QUESTIONS:
a. In the passage on Silpo, why was the Odesa Le Silpo recognized by European Supermarket Magazine in 2018?
b. According to the passage on Silpo, in what year did the Shop of Traditions join the international Slow Food movement?
c. Do these statements agree with the passage on Silpo? For each, answer yes or no and quote the words from the passage that decide it. (i) Silpo stores have carried private label products since 2006. (ii) All four Le Silpo locations opened in 2013. (iii) Bank Vlasnyi Rakhunok was launched in partnership with Bank Vostok.

----- SELECTED PASSAGE -----

As of 2024, there are four Le Silpo locations: three opened in 2013 (Kyiv, Dnipro, Kharkiv) and a fourth in Odesa in 2017.

In 2018, the Odesa Le Silpo was recognized by European Supermarket Magazine (ESM) for having one of the best innovative store designs in Europe.

== Labels, imports and production ==
Silpo offers private label products, exclusive imports, and in-house food production.

=== Private Labels ===
Since 2006, Silpo stores have carried private label products under brands such as Premiya and Povna Chasha. In 2013, the range was expanded with a children’s line called Premiya Riki-Tiki. Later additions included the premium brand Premiya Select, as well as new lines like Popster, Feels Good, Zelena Krayina (“Green Country”), and others. As of 2025, Silpo offers around 24 private-label brands.

=== Direct Imports ===
Silpo has developed a direct import strategy to source products from around the world without intermediaries. As of 2023, the company imported over 12,000 SKUs from around 60 countries. That same year, Silpo became the exclusive official partner in Ukraine of Vivino — the world’s largest wine community and mobile app.

=== The "Shop of Traditions" (Lavka Tradytsii) ===
The Shop of Traditions (Lavka Tradytsii) is a Silpo initiative to support small Ukrainian producers. Since 2011, the chain has offered farm products from local suppliers across various regions of Ukraine. In 2021, the Shop of Traditions joined the international Slow Food movement.

== Services ==

=== Vlasnyi Rakhunok ===
Vlasnyi Rakhunok (“Personal Account”) is Silpo’s loyalty program for regular guests. Guests earn bonus points (balobonuses) with each purchase, which can be redeemed for future shopping. The program is integrated into Silpo’s mobile app and its neobank, Bank Vlasnyi Rakhunok, launched in 2021 in partnership with Bank Vostok.

----- DATA UNDER STUDY -----

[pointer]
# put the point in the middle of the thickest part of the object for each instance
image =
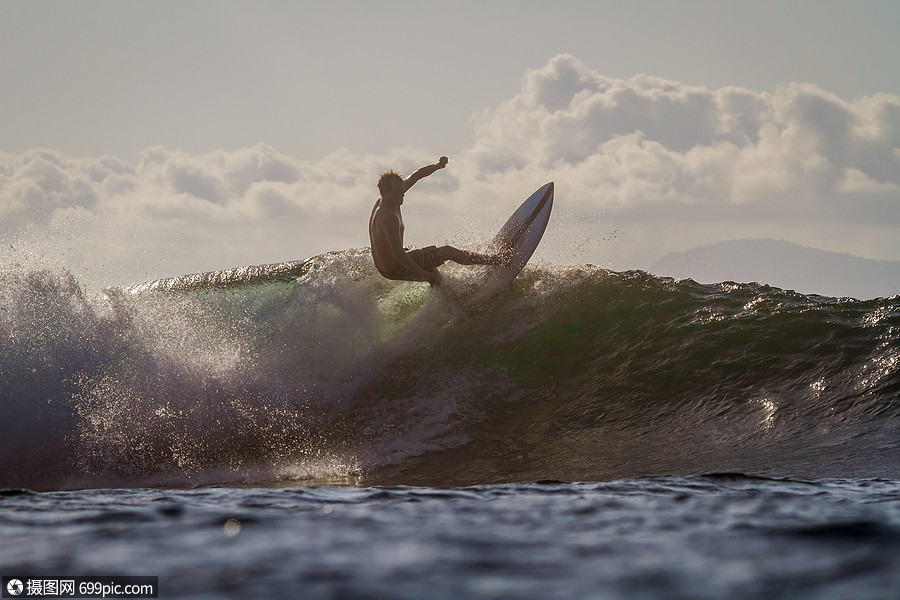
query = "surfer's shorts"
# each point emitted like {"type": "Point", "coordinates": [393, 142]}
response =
{"type": "Point", "coordinates": [428, 258]}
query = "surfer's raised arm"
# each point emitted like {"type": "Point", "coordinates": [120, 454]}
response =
{"type": "Point", "coordinates": [424, 172]}
{"type": "Point", "coordinates": [386, 235]}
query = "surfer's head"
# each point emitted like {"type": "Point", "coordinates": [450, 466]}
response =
{"type": "Point", "coordinates": [390, 183]}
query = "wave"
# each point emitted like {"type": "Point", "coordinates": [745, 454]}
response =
{"type": "Point", "coordinates": [321, 370]}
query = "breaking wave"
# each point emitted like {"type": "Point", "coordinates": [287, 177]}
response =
{"type": "Point", "coordinates": [321, 370]}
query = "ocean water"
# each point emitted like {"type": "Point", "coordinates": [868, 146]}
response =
{"type": "Point", "coordinates": [313, 430]}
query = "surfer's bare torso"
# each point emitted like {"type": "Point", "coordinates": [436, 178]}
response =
{"type": "Point", "coordinates": [386, 231]}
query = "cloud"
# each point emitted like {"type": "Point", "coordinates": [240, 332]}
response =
{"type": "Point", "coordinates": [674, 165]}
{"type": "Point", "coordinates": [650, 141]}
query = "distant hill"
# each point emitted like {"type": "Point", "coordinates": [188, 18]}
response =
{"type": "Point", "coordinates": [785, 265]}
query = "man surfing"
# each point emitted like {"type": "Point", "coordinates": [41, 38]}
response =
{"type": "Point", "coordinates": [386, 235]}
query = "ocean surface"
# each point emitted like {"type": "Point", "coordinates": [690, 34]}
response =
{"type": "Point", "coordinates": [312, 430]}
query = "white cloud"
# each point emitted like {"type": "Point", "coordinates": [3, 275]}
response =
{"type": "Point", "coordinates": [650, 141]}
{"type": "Point", "coordinates": [661, 159]}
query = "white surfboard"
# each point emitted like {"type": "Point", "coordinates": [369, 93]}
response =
{"type": "Point", "coordinates": [517, 239]}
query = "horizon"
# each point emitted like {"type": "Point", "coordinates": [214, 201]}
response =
{"type": "Point", "coordinates": [139, 142]}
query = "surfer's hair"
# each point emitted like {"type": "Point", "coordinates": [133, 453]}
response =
{"type": "Point", "coordinates": [385, 181]}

-----

ANSWERS GIVEN:
a. European Supermarket Magazine (ESM) recognized the Odesa Le Silpo in 2018 for having one of the best innovative store designs in Europe.

b. 2021

c.
(i) Yes: "Since 2006, Silpo stores have carried private label products"
(ii) No: "three opened in 2013 (Kyiv, Dnipro, Kharkiv) and a fourth in Odesa in 2017"
(iii) Yes: "Bank Vlasnyi Rakhunok, launched in 2021 in partnership with Bank Vostok"